The concept of progressive, supervised responsibility is closely followed and is considered the core of the surgical curriculum. The residency utilizes the Association of Program Directors in Surgery Surgical Resident Curriculum as its basic curriculum document. All residents are required to review the goals and objectives for each rotation prior to its initiation.
Resident training focuses primarily on the principal areas of general surgery, including: head and neck, skin, soft tissue and breast, alimentary tract, abdomen, endocrine, general vascular, thoracic, pediatric, and trauma surgery. Rotations are structured to assure the resident experience with general surgical conditions related to age group, gender and socioeconomic status. Surgical subspecialty, anesthesiology and interventional radiology exposure is also provided to complete the clinical rotations.
The entire chief year is spent in general surgery. Rotations in the final year are carefully adjusted to provide the best possible balance of clinical and operative experience.
Formal teaching conferences are organized both by the department and by the individual participating hospitals.
- A city-wide surgical grand rounds is conducted weekly.
- Weekly morbidity/mortality conferences are held at each hospital with full faculty participation.
- A weekly surgical/science didactic session is conducted with quizes given monthly.
- Mock oral exams are administered to third, fourth and fifth year residents annually.

### [MATERIAL SHOWN]

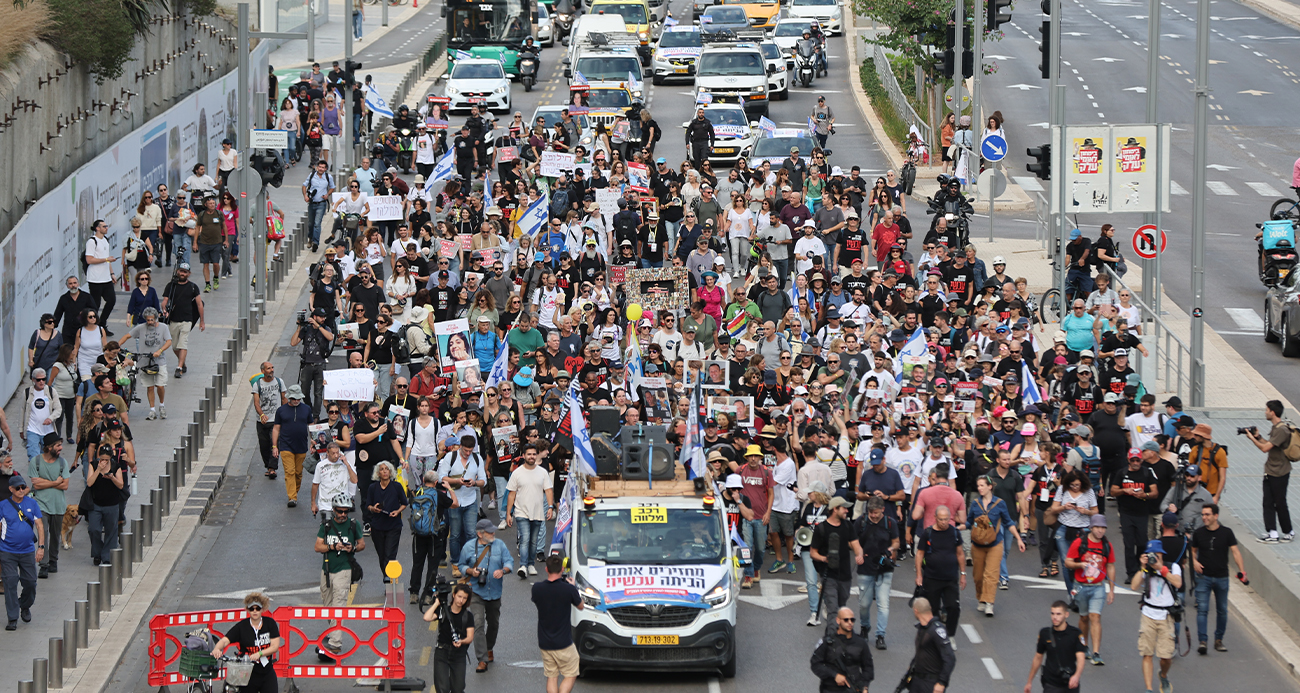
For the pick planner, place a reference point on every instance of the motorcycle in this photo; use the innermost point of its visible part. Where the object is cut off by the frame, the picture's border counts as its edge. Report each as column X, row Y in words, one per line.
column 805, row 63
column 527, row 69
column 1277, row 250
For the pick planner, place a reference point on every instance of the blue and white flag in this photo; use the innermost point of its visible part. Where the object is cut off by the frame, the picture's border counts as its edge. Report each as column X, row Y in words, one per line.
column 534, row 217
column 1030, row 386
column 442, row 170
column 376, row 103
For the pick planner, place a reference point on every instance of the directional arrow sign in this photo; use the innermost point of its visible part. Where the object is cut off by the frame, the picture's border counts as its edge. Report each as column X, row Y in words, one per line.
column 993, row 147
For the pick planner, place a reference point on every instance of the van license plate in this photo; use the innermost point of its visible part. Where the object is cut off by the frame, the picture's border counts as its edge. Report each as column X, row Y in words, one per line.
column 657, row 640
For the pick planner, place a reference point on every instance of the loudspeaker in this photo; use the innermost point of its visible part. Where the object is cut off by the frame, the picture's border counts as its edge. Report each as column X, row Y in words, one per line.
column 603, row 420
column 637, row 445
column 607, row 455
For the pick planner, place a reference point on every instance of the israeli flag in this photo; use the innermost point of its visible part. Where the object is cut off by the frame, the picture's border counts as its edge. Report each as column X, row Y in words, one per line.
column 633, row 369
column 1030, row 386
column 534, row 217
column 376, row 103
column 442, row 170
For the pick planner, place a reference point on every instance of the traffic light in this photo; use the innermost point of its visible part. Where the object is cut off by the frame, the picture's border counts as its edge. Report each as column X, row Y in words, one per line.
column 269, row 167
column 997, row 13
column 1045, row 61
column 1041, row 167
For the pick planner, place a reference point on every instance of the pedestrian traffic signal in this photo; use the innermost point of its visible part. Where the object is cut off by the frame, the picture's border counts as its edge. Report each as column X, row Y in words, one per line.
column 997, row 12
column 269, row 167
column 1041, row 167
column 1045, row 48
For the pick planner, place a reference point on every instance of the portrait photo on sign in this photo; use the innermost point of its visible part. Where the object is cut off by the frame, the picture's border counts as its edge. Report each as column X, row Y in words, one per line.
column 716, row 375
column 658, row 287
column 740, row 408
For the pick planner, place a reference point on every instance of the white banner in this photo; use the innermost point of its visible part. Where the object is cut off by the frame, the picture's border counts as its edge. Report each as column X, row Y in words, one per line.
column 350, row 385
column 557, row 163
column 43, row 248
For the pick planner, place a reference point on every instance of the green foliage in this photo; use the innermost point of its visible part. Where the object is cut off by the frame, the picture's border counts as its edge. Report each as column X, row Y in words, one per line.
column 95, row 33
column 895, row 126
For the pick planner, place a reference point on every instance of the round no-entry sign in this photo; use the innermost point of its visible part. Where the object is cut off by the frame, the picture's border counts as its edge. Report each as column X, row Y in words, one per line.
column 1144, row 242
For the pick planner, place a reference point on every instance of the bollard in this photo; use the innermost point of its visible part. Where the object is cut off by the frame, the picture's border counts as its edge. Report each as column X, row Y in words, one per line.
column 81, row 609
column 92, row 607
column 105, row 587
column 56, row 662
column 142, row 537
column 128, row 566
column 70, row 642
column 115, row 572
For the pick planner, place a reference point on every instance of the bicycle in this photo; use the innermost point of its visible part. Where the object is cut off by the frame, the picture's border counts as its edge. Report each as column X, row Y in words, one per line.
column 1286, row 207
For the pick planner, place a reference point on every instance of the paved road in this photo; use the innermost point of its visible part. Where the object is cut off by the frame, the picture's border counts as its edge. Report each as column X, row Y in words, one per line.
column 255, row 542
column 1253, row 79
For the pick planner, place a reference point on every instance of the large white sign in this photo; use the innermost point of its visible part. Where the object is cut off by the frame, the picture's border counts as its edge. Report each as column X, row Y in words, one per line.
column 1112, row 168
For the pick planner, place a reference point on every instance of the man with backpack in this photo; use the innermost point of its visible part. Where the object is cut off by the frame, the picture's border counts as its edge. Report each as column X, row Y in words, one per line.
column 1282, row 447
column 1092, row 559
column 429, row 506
* * *
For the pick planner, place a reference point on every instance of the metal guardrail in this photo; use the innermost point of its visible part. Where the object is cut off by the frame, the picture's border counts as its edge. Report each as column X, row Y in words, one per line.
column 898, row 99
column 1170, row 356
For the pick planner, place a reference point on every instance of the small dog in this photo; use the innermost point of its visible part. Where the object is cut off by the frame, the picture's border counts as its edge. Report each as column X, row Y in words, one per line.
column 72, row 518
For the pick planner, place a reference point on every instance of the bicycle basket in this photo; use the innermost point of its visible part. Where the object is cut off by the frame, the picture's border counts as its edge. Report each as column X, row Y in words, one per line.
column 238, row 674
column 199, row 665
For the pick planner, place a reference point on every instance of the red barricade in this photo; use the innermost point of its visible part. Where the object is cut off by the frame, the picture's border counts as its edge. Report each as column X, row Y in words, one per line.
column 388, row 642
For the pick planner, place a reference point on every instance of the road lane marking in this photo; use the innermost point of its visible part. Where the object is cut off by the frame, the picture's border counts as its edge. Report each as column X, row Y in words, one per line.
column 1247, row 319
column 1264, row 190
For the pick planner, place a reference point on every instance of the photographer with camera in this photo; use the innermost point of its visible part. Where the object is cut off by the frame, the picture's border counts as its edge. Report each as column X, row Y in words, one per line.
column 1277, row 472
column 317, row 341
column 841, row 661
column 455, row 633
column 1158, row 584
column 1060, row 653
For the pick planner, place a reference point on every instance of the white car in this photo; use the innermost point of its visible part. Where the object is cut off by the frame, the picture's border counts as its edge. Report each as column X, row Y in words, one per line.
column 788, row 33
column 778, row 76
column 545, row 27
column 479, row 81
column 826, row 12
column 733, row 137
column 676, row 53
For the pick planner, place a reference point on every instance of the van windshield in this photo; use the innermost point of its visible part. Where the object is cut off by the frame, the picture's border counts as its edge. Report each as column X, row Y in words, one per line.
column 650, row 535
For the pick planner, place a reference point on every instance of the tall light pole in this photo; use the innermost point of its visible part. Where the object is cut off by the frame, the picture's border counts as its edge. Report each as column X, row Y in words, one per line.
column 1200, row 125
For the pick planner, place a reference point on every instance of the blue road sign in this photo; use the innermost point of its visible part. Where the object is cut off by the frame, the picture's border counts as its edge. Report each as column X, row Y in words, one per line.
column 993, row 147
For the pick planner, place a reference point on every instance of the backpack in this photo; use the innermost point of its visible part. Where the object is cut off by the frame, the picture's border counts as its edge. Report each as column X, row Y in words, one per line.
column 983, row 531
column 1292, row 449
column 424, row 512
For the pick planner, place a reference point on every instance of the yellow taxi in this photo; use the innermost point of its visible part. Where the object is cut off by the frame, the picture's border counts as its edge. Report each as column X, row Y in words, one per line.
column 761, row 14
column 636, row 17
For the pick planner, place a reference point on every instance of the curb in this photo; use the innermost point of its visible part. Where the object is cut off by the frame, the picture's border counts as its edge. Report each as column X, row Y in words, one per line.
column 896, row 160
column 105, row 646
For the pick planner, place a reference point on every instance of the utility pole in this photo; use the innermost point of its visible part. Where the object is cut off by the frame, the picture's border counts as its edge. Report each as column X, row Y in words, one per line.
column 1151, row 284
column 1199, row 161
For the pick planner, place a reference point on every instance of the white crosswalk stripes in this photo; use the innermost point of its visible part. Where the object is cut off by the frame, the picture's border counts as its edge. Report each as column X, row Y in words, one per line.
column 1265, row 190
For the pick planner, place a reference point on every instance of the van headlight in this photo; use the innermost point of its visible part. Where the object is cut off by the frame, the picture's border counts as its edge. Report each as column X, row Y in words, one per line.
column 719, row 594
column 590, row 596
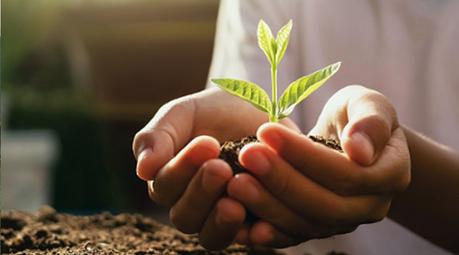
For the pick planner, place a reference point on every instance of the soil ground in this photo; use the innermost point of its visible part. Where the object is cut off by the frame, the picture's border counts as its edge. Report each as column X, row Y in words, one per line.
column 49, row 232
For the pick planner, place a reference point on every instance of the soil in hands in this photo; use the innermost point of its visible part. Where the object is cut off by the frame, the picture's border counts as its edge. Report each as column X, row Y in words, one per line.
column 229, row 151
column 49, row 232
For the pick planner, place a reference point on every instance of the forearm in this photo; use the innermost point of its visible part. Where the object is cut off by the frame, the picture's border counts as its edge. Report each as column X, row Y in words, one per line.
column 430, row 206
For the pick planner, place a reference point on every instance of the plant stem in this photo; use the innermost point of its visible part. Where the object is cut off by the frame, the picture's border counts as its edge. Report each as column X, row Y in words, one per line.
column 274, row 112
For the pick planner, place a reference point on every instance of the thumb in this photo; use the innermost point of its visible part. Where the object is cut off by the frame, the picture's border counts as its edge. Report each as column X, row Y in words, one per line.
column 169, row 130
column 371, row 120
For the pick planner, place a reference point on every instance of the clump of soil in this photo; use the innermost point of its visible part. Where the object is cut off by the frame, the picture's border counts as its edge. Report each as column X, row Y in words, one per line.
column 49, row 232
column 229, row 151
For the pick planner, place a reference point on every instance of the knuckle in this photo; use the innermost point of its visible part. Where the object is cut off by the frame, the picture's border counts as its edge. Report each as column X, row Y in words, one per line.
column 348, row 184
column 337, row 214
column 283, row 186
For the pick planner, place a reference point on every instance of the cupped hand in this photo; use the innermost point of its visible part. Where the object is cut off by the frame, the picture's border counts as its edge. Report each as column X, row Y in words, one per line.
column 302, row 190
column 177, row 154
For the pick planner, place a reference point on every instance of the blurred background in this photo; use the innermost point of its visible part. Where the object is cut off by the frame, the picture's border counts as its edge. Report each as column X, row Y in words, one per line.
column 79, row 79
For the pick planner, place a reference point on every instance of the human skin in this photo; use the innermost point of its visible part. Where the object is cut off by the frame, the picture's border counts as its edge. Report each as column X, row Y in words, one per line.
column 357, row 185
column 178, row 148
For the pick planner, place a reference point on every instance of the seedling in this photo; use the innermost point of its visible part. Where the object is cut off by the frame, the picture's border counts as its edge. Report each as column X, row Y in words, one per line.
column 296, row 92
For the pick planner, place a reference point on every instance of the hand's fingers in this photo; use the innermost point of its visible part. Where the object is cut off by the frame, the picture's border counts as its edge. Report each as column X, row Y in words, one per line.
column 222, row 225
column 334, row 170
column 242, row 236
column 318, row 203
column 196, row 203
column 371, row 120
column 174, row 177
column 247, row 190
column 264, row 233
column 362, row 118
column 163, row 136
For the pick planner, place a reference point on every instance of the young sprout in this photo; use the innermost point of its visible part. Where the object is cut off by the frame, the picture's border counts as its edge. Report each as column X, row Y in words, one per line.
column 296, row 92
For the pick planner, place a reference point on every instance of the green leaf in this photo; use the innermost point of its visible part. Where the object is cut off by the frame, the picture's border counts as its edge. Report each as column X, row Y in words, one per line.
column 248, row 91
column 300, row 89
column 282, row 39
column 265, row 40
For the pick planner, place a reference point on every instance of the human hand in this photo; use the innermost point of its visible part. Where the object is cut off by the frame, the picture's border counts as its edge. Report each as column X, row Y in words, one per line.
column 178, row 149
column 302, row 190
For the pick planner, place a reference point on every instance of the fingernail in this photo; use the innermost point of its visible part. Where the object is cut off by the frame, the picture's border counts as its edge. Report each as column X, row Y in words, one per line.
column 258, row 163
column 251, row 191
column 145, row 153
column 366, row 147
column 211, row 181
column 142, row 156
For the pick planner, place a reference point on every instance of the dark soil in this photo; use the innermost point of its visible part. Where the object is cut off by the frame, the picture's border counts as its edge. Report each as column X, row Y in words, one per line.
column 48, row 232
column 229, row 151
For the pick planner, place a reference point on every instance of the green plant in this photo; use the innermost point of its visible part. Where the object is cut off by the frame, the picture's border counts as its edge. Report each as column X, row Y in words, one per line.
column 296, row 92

### [WHAT YOU ARE ASKED TO DO]
Please copy the passage on the surgical residency curriculum in full, word for word. Work only from the surgical residency passage.

### [TASK RESULT]
The concept of progressive, supervised responsibility is closely followed and is considered the core of the surgical curriculum. The residency utilizes the Association of Program Directors in Surgery Surgical Resident Curriculum as its basic curriculum document. All residents are required to review the goals and objectives for each rotation prior to its initiation.
Resident training focuses primarily on the principal areas of general surgery, including: head and neck, skin, soft tissue and breast, alimentary tract, abdomen, endocrine, general vascular, thoracic, pediatric, and trauma surgery. Rotations are structured to assure the resident experience with general surgical conditions related to age group, gender and socioeconomic status. Surgical subspecialty, anesthesiology and interventional radiology exposure is also provided to complete the clinical rotations.
The entire chief year is spent in general surgery. Rotations in the final year are carefully adjusted to provide the best possible balance of clinical and operative experience.
Formal teaching conferences are organized both by the department and by the individual participating hospitals.
- A city-wide surgical grand rounds is conducted weekly.
- Weekly morbidity/mortality conferences are held at each hospital with full faculty participation.
- A weekly surgical/science didactic session is conducted with quizes given monthly.
- Mock oral exams are administered to third, fourth and fifth year residents annually.